- Goal -
Pull out and copy each line of the following entries that contains the word "below".

** start Extracted records **

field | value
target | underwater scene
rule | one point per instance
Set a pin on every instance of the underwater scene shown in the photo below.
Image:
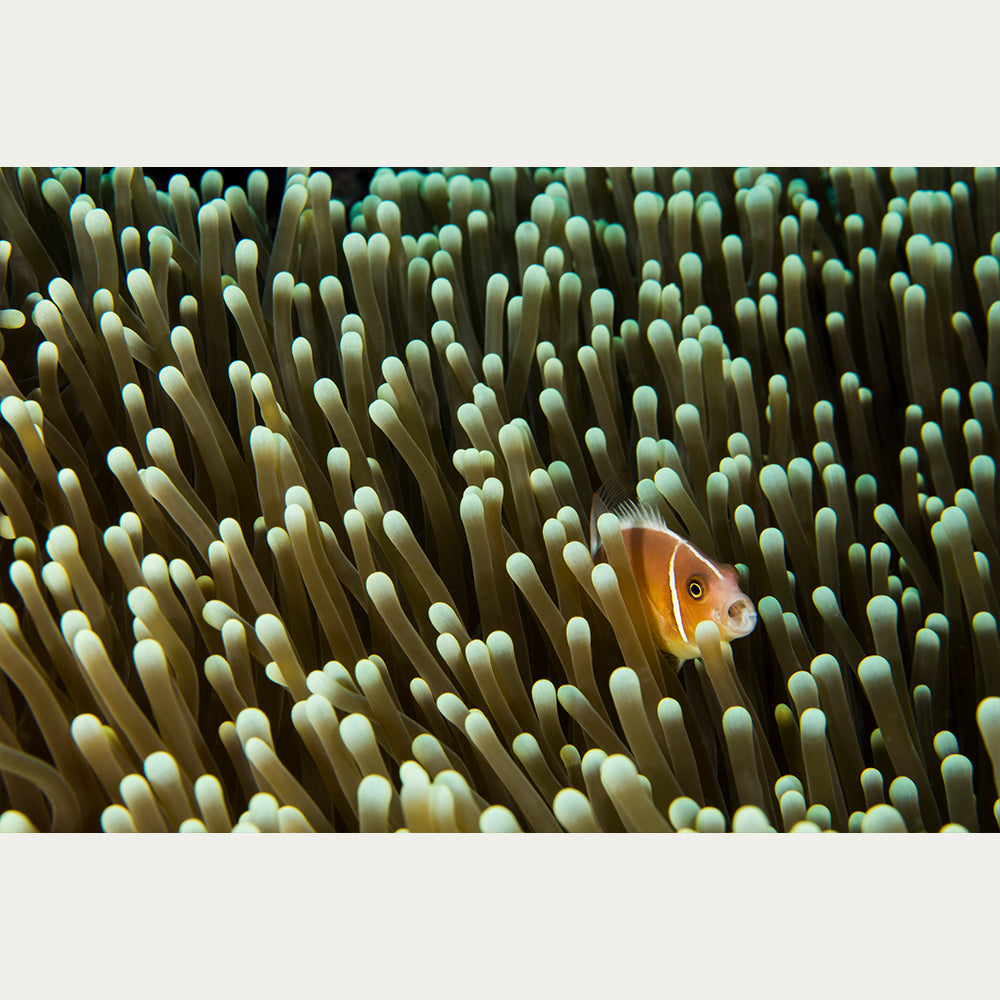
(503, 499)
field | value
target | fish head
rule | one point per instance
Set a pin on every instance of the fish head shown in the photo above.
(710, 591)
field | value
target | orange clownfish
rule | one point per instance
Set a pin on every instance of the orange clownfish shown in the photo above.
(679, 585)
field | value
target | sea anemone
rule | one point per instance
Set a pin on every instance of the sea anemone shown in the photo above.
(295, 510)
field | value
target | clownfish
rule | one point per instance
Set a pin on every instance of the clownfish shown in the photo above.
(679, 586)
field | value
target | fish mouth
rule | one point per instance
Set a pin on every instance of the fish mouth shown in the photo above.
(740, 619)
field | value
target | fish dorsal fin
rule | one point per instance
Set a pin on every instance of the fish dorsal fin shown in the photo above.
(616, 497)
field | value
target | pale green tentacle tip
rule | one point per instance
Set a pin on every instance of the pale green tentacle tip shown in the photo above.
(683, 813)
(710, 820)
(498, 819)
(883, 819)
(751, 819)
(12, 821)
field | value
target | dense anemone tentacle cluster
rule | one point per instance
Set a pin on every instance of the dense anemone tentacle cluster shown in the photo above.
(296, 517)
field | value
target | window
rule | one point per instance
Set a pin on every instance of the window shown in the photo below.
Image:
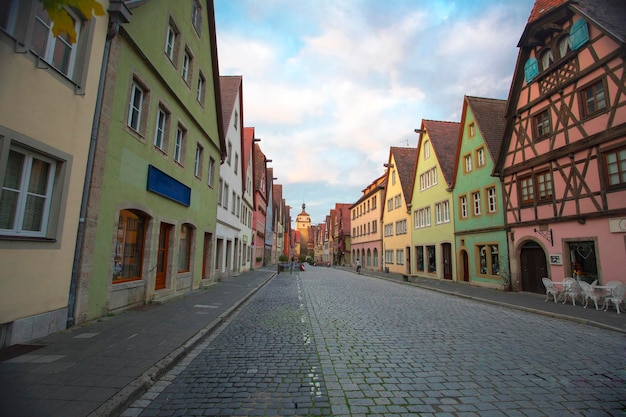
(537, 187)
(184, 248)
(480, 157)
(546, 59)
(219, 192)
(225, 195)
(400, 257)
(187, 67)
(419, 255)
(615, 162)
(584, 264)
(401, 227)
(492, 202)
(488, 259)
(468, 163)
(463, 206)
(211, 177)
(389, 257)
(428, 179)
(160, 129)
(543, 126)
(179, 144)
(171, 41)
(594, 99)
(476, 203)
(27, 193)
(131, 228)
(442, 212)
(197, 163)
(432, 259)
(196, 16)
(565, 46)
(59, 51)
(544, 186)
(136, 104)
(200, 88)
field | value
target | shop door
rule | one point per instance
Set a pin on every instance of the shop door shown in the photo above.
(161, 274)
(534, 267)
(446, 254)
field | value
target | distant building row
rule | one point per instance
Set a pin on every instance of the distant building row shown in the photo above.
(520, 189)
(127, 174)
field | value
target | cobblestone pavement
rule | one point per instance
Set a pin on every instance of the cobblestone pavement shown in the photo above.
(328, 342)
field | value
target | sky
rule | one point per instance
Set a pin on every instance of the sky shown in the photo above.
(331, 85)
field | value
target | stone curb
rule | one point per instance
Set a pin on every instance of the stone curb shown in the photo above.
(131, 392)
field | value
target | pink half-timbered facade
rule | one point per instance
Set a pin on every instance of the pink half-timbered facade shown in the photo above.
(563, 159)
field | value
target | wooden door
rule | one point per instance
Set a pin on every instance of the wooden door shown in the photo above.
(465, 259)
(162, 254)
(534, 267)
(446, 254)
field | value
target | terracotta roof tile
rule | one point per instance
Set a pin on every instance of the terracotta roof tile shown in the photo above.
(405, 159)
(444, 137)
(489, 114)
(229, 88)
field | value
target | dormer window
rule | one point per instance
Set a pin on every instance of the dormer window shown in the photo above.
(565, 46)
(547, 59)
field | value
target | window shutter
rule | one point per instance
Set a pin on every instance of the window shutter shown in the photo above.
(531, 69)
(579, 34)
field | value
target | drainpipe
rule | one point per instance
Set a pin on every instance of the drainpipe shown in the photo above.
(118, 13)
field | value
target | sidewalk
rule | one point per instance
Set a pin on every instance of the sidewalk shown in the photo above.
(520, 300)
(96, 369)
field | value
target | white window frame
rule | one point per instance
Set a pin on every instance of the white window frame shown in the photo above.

** end Extracted records **

- Worked answer -
Set a pin on every instance of the underwater scene shown in the photo below.
Set a pin on every instance of the window shown in the photo below.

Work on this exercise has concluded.